### Passage provided
▬▬▬▬▬▬▬▬▬▬

Universal principles in Divine Law for government do exist. William Blackstone’s commentaries were used by Abraham Lincoln and continued to be the basis for law in America into the early 1900s. As late as 1950, President Harry S. Truman, emphasized the Bible as the basis for our laws.

Case Law—Black’s (Henry Campbell Black, 1860-1927) Law Dictionary began to dominate the law dictionary market in 1960. It is now used more than any other source by law schools. The 1912 Edition through the Tenth Edition, 2014, appear to be clearly secularized. One of the definitions reads, “A case becomes a precedent only for such a general rule as is necessary to the actual decision reached, when shorn of unessential circumstances.” Black’s dictionary has been edited eight times since his death in 1927.

President Truman emphasized Higher Authority Common Law Precedent that leads to community harmony and American Exceptionalism. Case Law forced the secularization of behavioral and American history studies in local public schools throughout the nation. The harm from Case Law court decisions is both the secularization of the case and that the judgments may have Precedent-setting value. Imposing judgments then depend upon the judge’s political opinion of his or her role as a judge and the ideological and political instincts of the judge, thus opening the door to god-wannabe tyranny.

The United States Constitution was signed on September 17, 1787. Traditional American Common Law prevailed until around 1955—168 years later. Since the liberals’ cultural war surge, starting in 1955, we have seen the growing impact harmful to families.

▬▬▬▬▬▬▬▬▬▬

### Record extracts
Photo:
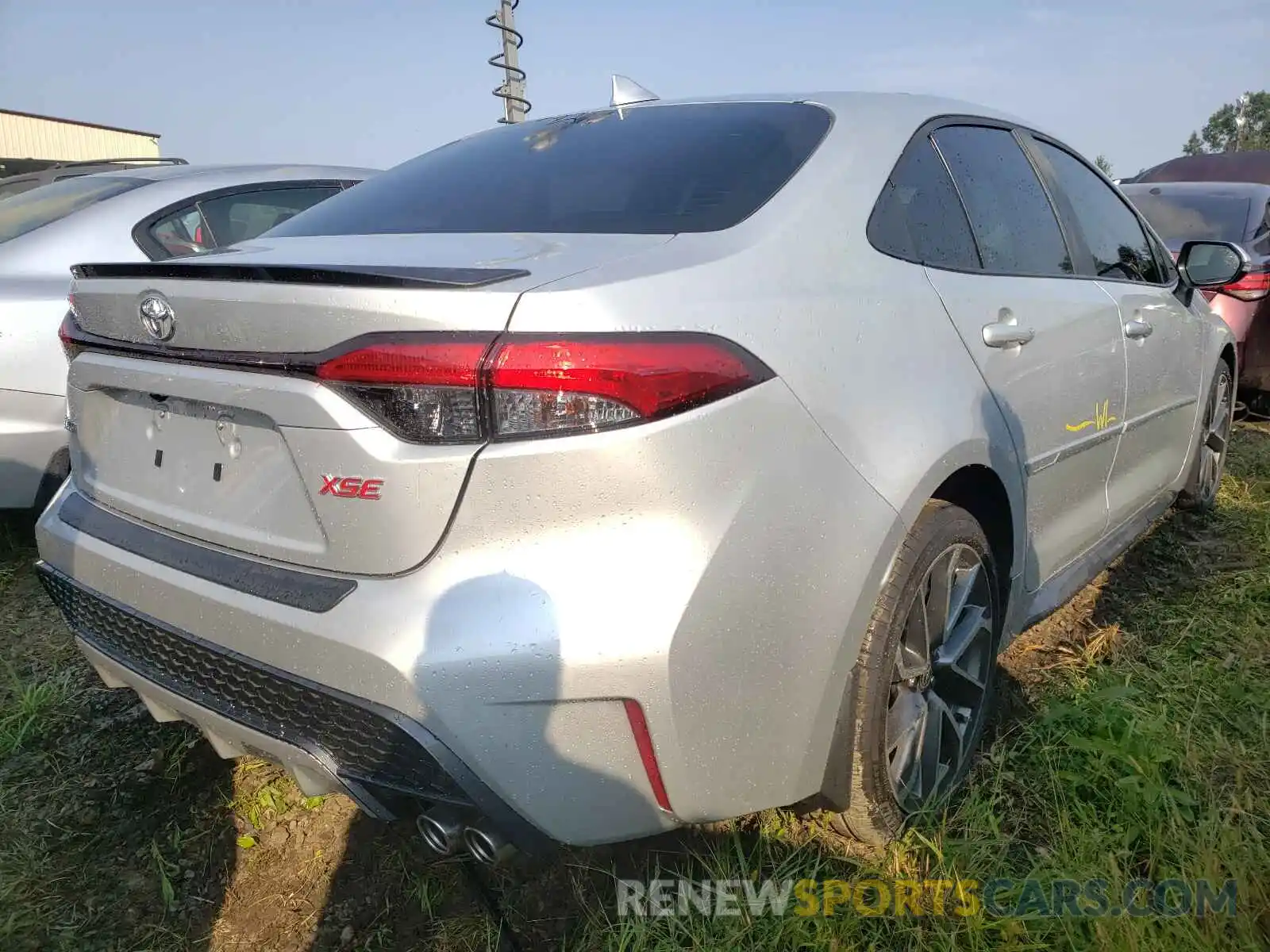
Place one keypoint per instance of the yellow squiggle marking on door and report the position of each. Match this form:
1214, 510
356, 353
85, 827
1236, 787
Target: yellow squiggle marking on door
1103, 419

▬▬▬▬▬▬▬▬▬▬

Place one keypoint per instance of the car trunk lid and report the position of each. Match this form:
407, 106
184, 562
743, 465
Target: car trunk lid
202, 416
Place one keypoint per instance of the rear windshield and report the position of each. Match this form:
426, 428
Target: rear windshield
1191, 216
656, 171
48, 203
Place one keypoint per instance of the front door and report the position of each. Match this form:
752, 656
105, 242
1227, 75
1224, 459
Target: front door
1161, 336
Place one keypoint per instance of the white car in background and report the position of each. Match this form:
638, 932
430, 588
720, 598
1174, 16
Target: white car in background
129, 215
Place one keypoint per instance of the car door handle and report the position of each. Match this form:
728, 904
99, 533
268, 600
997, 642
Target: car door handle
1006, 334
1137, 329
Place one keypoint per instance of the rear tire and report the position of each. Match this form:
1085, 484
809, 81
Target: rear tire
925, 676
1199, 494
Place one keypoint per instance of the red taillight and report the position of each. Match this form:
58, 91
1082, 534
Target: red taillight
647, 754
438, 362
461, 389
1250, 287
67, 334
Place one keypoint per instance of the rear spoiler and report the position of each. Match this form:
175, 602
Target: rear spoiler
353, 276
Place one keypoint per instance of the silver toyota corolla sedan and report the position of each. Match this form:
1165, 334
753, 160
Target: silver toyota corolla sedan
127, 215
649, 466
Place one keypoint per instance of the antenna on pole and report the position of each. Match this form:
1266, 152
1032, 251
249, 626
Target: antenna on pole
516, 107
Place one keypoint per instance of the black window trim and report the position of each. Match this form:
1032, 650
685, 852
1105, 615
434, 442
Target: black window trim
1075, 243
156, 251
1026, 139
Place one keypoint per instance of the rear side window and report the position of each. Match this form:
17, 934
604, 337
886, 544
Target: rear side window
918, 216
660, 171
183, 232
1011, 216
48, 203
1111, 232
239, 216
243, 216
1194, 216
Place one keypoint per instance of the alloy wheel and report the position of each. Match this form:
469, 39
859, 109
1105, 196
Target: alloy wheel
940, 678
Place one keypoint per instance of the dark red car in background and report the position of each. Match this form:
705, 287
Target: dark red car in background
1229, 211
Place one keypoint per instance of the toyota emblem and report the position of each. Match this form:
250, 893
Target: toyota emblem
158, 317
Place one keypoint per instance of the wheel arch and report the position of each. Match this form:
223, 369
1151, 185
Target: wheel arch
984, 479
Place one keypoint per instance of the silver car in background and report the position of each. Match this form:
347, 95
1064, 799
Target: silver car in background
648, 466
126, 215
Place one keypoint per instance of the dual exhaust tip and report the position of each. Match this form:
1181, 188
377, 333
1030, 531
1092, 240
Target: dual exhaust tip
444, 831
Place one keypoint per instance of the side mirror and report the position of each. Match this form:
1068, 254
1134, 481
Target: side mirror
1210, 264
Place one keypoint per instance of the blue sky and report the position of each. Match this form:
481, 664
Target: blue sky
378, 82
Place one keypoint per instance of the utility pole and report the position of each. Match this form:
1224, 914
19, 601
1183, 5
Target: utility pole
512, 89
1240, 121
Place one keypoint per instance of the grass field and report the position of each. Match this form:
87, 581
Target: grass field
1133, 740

▬▬▬▬▬▬▬▬▬▬

### Task statement
Repeat the passage on American law word for word from "Case Law—Black’s (Henry" up to and including "death in 1927.". The listing is separate material, apart from the passage on American law.

### Written solution
Case Law—Black’s (Henry Campbell Black, 1860-1927) Law Dictionary began to dominate the law dictionary market in 1960. It is now used more than any other source by law schools. The 1912 Edition through the Tenth Edition, 2014, appear to be clearly secularized. One of the definitions reads, “A case becomes a precedent only for such a general rule as is necessary to the actual decision reached, when shorn of unessential circumstances.” Black’s dictionary has been edited eight times since his death in 1927.